**Required task**
Rewrite every item below, changing each "pixel" to "point" and leaving everything else unchanged. Omit the pictures from your answer.
# # #
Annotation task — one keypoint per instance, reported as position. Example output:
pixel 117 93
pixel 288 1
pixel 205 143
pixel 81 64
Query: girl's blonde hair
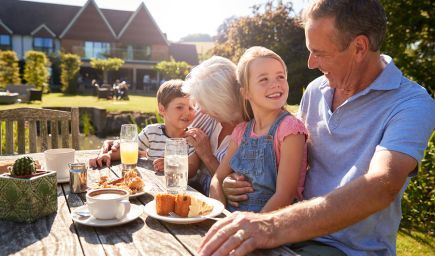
# # #
**Response to the task**
Annotation task — one keypoint per instance, reported as position. Example output:
point 117 93
point 288 1
point 205 143
point 81 64
Query: girl's blonde hair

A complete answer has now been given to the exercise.